■ EXERCISE INSTRUCTIONS
Please look for the string "with" below and report every line in which it occurs.

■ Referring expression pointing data
^^^^^^^^

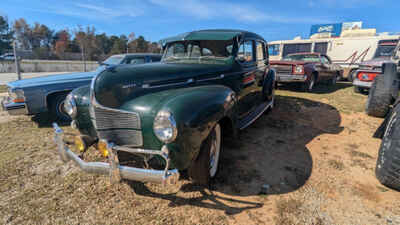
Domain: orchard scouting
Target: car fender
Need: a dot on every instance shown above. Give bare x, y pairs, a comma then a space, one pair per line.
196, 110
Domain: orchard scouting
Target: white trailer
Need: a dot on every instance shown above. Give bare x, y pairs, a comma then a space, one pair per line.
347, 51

^^^^^^^^

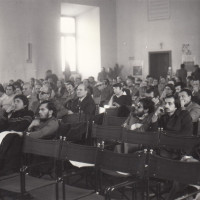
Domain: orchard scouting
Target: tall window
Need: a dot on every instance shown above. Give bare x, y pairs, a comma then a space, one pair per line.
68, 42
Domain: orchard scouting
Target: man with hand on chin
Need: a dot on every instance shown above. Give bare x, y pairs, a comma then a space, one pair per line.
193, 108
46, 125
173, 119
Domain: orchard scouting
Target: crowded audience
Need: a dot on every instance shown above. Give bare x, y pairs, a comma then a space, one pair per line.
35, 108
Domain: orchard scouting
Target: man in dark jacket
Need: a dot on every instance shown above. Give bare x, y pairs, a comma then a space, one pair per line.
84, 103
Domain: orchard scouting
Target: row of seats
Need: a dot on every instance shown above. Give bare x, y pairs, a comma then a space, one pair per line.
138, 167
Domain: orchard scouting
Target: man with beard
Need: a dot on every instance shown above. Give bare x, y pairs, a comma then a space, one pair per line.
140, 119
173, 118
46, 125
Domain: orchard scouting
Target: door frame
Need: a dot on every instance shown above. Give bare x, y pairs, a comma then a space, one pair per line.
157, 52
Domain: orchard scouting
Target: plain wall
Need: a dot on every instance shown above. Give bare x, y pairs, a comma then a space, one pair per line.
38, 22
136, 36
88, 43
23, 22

^^^^^^^^

■ PROBLEM SOLUTION
Target: man with hand on chin
Target: man with beard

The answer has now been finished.